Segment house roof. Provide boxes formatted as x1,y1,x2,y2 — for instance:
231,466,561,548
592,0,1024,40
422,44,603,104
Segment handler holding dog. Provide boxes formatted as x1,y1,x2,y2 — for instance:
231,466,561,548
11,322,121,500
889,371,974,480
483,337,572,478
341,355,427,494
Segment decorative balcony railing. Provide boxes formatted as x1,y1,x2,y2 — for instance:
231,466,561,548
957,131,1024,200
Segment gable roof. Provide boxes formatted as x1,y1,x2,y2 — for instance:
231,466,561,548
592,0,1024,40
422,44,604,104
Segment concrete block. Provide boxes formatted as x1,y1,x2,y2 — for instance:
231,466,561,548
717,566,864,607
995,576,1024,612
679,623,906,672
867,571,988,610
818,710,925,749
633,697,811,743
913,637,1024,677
--
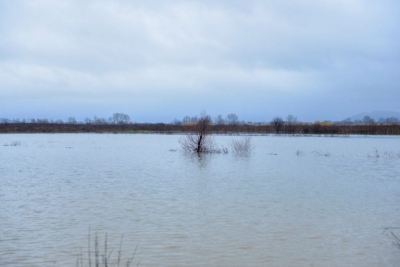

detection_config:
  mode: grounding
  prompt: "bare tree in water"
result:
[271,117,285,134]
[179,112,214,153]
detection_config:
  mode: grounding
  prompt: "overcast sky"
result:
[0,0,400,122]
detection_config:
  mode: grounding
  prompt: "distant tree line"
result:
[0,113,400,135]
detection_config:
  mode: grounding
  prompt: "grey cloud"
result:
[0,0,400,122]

• _WHAT YOU NEED TO DO_:
Rewrite the records from the line containing "Segment house roof." through the line containing "341,355,427,494" as a JSON list of strings, one string per line, leaving out blank lines.

• _ANSWER TO THE TASK_:
[
  "Segment house roof. Provide boxes formatted as x1,y1,x2,y2 — for instance:",
  "231,466,561,548",
  "592,0,1024,40",
  "422,44,603,104",
  "Segment handler holding dog. Provide boxes formatted as x1,y1,x2,y2 — for instance:",
  "231,466,561,548",
  "11,322,121,500",
  "889,371,974,480",
  "483,337,572,478",
  "341,355,427,494"
]